TASK INSTRUCTIONS: Rewrite all the entries below as a JSON list of strings, one string per line, skipping any blank lines.

RAW DATA:
##########
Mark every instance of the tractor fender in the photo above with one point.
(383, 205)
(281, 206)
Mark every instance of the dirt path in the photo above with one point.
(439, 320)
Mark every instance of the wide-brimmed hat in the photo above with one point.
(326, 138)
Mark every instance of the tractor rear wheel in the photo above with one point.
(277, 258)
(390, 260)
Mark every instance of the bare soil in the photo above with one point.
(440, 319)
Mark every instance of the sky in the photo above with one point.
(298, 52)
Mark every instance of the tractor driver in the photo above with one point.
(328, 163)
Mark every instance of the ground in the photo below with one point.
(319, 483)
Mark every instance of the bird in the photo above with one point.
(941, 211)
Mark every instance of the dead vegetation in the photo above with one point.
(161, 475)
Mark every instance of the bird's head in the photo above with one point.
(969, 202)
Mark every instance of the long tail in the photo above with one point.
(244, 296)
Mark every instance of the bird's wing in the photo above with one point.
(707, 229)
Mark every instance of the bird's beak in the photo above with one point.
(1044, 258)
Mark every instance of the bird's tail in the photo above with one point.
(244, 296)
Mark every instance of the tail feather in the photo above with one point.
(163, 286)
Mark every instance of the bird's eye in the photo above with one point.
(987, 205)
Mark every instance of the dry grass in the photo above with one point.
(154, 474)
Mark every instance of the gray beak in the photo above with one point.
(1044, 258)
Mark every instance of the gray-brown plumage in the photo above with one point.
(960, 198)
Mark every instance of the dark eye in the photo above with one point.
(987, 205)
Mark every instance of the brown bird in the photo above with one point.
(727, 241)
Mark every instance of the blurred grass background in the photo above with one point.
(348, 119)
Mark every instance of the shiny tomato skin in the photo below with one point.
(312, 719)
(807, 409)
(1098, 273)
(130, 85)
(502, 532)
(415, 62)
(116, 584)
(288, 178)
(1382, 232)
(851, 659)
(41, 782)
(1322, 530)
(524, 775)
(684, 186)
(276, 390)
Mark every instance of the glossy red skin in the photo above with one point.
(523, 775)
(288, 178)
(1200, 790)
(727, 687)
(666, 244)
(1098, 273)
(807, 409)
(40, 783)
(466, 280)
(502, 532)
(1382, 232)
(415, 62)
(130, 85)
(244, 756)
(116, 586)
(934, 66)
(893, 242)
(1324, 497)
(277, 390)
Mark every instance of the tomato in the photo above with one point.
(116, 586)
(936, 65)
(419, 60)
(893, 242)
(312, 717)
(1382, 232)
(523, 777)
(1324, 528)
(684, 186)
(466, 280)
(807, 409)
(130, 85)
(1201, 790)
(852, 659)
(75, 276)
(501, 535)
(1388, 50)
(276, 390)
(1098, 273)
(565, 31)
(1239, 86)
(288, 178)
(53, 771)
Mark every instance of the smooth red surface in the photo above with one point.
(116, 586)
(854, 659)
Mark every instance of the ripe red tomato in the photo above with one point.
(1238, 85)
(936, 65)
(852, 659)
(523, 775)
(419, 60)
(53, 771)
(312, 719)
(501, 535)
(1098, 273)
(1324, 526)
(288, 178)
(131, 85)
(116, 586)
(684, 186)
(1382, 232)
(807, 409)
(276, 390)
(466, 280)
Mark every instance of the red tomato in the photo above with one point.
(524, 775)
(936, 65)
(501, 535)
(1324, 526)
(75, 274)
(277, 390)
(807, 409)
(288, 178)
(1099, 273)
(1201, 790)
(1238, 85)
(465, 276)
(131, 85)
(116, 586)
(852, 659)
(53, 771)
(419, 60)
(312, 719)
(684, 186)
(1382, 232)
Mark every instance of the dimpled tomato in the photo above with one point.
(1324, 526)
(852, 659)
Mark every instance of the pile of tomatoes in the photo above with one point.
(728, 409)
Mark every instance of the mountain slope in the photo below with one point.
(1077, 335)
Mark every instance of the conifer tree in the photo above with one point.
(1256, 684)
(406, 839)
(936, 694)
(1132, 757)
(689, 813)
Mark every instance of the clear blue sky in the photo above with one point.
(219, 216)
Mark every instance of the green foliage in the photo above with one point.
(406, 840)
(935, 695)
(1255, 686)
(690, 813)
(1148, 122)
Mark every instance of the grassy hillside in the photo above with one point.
##########
RESPONSE TO THE TASK:
[
  "Mark every instance of the tractor fender in the photo above with one point.",
  "(383, 205)",
  "(281, 206)",
  "Mark every instance of the dirt path in the photo above with one point.",
  "(439, 320)",
  "Mark every instance of the wide-brimmed hat in the photo above with one point.",
  "(326, 138)",
  "Mark every instance of the tractor rear wheel in the photo above with one point.",
  "(277, 258)",
  "(390, 260)",
  "Mark every instance of the bare soil in the photo above with one point.",
  "(440, 319)",
  "Mark every instance of the sky in the photo above with one point.",
  "(298, 52)",
  "Mark every instance of the tractor driver in the photo above with one point.",
  "(328, 163)",
  "Mark every instance of the ground in the photo below with one point.",
  "(319, 483)",
  "Mark every instance of the bird in the photo above with one point.",
  "(941, 211)",
  "Mark every instance of the dead vegetation in the photo above with one point.",
  "(161, 475)",
  "Mark every instance of the bird's head in the photo above with one point.",
  "(969, 202)",
  "Mark every instance of the long tail in the photo above with one point.",
  "(244, 296)",
  "Mark every instance of the bird's wing in the photo above with one point.",
  "(707, 229)",
  "Mark every instance of the bird's beak in the photo above with one point.",
  "(1044, 258)",
  "Mark every instance of the bird's tail in the photo above with one point.",
  "(244, 296)",
  "Mark every instance of the tail feather in the photo above with one point.",
  "(163, 286)",
  "Mark every instance of the bird's eye in the photo above with one point.",
  "(987, 205)",
  "Mark every instance of the dry grass in the photo above with one point.",
  "(154, 474)",
  "Mark every instance of the gray beak in the photo above with one point.",
  "(1044, 258)",
  "Mark every instance of the gray-brown plumage in the photo above with one point.",
  "(960, 198)",
  "Mark every instance of the dark eye in the photo above with one point.",
  "(987, 205)",
  "Mark every instance of the brown bird in the photo above with one point.",
  "(727, 241)",
  "Mark every instance of the blurred grass background in the photo above with one point.",
  "(348, 119)",
  "Mark every instance of the shiny tomato skin in the photo below with one point.",
  "(312, 719)",
  "(807, 409)",
  "(1098, 273)",
  "(130, 85)",
  "(502, 532)",
  "(415, 62)",
  "(116, 584)",
  "(288, 178)",
  "(1382, 232)",
  "(851, 659)",
  "(41, 782)",
  "(1322, 530)",
  "(524, 775)",
  "(684, 186)",
  "(276, 390)",
  "Mark every instance of the glossy red skin in the photo above with one point.",
  "(523, 775)",
  "(288, 178)",
  "(1200, 790)",
  "(727, 687)",
  "(666, 244)",
  "(1098, 273)",
  "(807, 409)",
  "(40, 783)",
  "(466, 280)",
  "(502, 532)",
  "(1382, 232)",
  "(415, 62)",
  "(130, 85)",
  "(244, 756)",
  "(116, 586)",
  "(934, 66)",
  "(893, 242)",
  "(1324, 497)",
  "(277, 390)",
  "Mark every instance of the tomato in the photo above with one point.",
  "(116, 586)",
  "(936, 65)",
  "(419, 60)",
  "(893, 242)",
  "(312, 717)",
  "(1382, 232)",
  "(523, 777)",
  "(1324, 528)",
  "(684, 186)",
  "(466, 280)",
  "(807, 409)",
  "(130, 85)",
  "(1201, 790)",
  "(852, 659)",
  "(75, 276)",
  "(501, 535)",
  "(1388, 50)",
  "(276, 390)",
  "(1098, 273)",
  "(565, 31)",
  "(1239, 86)",
  "(288, 178)",
  "(53, 771)",
  "Mark every instance of the smooth red surface in the photo above with one point.",
  "(116, 586)",
  "(854, 659)",
  "Mark every instance of the ripe red tomato in the photo above with one point.",
  "(1238, 85)",
  "(936, 65)",
  "(852, 659)",
  "(523, 775)",
  "(419, 60)",
  "(53, 771)",
  "(312, 719)",
  "(501, 535)",
  "(1098, 273)",
  "(1324, 526)",
  "(288, 178)",
  "(131, 85)",
  "(116, 586)",
  "(684, 186)",
  "(1382, 232)",
  "(807, 409)",
  "(276, 390)",
  "(466, 280)",
  "Mark every instance of the red tomato in the photo above with one point.",
  "(524, 775)",
  "(936, 65)",
  "(501, 535)",
  "(1324, 526)",
  "(75, 274)",
  "(277, 390)",
  "(807, 409)",
  "(288, 178)",
  "(1099, 273)",
  "(1201, 790)",
  "(1238, 85)",
  "(465, 276)",
  "(131, 85)",
  "(116, 586)",
  "(852, 659)",
  "(53, 771)",
  "(419, 60)",
  "(312, 719)",
  "(684, 186)",
  "(1382, 232)",
  "Mark every instance of the dimpled tomato in the photo above with one point.",
  "(1324, 526)",
  "(852, 659)",
  "Mark every instance of the pile of tomatoes in the photo above with one point.",
  "(728, 409)",
  "Mark every instance of the mountain slope in the photo below with one point.",
  "(1077, 335)",
  "Mark every instance of the conifer tree in the photo above with one point.",
  "(1256, 684)",
  "(406, 839)",
  "(936, 694)",
  "(1132, 757)",
  "(689, 813)",
  "Mark every instance of the clear blue sky in the photo above with one point.",
  "(219, 216)",
  "Mark every instance of the green foliage in the photo above with one point.",
  "(406, 840)",
  "(935, 695)",
  "(1255, 686)",
  "(690, 813)",
  "(1148, 122)",
  "Mark every instance of the grassy hillside in the photo above with one point."
]